* _What the exercise asks_:
Please count the lines in the following records that contain the string "below", treating uppercase and lowercase as different. Reply with the number alone.

* _Given records_:
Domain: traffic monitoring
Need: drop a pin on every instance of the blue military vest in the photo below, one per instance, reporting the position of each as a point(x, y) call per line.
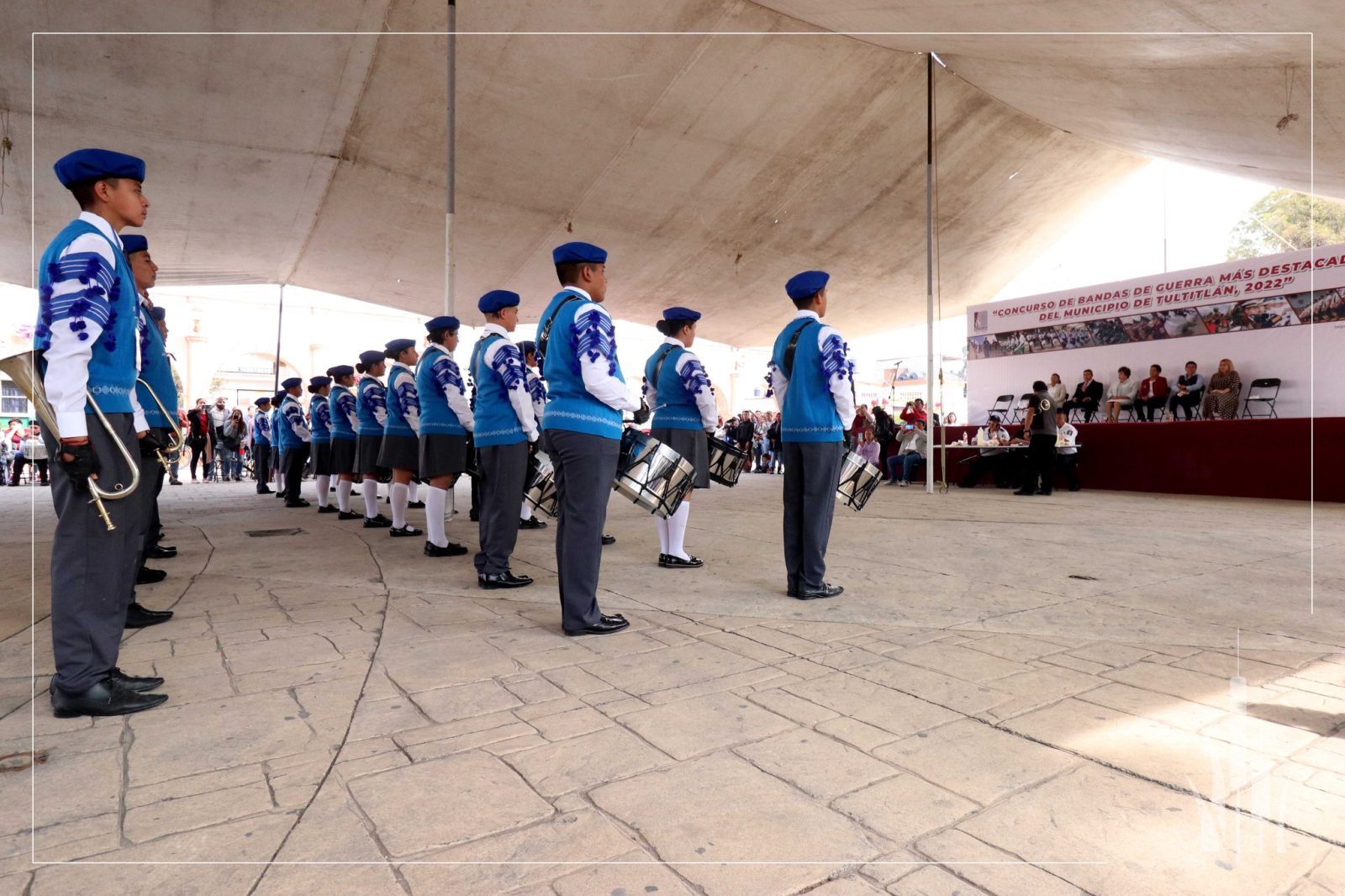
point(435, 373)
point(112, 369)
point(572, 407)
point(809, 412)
---
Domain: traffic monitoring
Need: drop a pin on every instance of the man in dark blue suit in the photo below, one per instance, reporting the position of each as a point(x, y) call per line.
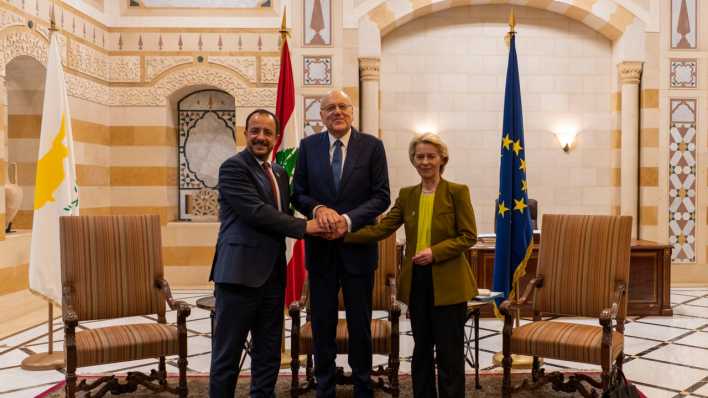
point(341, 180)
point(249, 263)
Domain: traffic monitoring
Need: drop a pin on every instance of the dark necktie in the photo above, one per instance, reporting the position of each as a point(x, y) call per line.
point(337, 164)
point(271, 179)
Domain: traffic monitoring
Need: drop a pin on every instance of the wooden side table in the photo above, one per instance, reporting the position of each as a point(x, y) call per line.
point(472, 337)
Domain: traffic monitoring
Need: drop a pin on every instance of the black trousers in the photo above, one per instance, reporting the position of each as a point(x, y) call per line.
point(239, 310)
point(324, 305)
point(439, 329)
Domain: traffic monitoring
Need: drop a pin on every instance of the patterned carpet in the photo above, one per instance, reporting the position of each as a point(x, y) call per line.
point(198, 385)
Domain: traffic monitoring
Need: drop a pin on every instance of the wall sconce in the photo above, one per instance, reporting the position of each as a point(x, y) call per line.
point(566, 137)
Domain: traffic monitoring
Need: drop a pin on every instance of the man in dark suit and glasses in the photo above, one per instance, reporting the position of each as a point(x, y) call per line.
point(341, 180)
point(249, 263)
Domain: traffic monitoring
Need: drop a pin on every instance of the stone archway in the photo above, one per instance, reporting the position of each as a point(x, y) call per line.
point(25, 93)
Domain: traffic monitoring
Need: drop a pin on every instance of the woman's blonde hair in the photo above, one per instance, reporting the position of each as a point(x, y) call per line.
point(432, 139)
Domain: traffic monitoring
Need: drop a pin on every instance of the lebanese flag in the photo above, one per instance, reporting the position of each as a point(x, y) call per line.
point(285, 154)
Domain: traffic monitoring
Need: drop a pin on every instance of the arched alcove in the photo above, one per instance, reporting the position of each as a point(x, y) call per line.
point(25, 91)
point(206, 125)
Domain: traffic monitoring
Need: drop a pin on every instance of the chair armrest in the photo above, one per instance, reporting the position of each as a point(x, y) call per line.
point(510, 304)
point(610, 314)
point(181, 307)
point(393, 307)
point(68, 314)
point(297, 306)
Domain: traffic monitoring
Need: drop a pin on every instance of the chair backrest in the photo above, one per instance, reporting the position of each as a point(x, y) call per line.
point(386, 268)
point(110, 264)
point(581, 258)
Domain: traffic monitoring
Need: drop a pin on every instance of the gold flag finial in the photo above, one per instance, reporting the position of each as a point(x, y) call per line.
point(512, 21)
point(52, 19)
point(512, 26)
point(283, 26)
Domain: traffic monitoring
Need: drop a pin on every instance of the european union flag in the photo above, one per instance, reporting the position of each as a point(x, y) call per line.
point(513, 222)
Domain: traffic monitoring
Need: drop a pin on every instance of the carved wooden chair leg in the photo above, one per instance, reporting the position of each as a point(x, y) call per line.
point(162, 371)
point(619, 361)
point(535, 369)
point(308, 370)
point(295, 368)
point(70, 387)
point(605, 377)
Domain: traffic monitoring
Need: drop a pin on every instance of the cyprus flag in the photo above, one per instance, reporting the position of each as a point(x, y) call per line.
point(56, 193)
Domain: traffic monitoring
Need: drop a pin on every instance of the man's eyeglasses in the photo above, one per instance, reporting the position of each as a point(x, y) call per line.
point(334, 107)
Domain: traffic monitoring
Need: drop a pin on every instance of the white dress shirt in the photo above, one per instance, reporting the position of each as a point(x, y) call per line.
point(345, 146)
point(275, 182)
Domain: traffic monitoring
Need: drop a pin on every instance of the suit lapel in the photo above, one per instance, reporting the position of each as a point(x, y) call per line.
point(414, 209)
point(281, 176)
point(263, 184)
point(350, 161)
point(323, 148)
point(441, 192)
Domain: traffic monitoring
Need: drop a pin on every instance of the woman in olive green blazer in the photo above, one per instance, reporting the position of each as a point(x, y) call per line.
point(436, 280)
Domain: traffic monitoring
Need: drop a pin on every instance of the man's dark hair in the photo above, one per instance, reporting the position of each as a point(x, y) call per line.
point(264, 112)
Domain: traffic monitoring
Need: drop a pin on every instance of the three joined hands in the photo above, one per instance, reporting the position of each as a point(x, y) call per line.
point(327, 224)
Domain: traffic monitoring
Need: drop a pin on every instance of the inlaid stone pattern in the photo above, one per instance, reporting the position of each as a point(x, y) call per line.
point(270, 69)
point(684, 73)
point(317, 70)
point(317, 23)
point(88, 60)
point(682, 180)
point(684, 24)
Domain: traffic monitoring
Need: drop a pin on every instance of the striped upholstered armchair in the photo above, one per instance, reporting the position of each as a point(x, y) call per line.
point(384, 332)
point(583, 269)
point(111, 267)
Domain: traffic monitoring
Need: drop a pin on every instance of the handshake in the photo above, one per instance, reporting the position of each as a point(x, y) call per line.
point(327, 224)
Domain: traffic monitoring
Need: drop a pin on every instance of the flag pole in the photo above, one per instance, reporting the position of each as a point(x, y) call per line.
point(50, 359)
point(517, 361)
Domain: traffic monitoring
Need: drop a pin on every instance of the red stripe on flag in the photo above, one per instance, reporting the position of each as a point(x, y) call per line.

* _Result_:
2